§ Exercise
Find every line in the items below that contains the word "Mark", matching case exactly, and copy each such line.

(Labeled shape records)
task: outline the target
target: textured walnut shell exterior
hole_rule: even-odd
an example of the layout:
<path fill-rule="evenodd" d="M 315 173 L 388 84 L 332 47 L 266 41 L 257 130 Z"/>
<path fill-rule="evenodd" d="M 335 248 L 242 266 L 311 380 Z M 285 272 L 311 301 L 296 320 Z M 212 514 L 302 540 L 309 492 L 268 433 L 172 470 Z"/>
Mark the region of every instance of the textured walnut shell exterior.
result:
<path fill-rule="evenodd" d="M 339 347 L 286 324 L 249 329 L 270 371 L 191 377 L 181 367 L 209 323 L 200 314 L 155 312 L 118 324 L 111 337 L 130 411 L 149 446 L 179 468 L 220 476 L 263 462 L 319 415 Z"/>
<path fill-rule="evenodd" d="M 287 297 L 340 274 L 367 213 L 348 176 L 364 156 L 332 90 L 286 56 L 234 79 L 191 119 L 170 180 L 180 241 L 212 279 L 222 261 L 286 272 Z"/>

--

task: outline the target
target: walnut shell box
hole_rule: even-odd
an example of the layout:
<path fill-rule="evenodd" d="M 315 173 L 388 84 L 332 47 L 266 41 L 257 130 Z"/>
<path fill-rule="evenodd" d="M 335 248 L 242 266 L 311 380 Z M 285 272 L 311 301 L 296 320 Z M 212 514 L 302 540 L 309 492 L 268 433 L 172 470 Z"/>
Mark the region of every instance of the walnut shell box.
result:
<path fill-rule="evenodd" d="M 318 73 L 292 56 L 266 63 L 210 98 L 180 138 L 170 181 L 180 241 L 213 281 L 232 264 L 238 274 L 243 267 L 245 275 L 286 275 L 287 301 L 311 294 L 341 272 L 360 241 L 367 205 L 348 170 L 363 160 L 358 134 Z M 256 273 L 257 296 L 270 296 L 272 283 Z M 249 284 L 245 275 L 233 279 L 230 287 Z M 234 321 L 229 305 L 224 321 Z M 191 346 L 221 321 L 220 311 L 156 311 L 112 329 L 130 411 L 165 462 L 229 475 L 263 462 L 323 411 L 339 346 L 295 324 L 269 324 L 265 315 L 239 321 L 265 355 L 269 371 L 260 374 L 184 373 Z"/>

§ Problem solution
Mark the region of every instance of the textured walnut shell exterior.
Mark the region of every instance of the walnut shell box.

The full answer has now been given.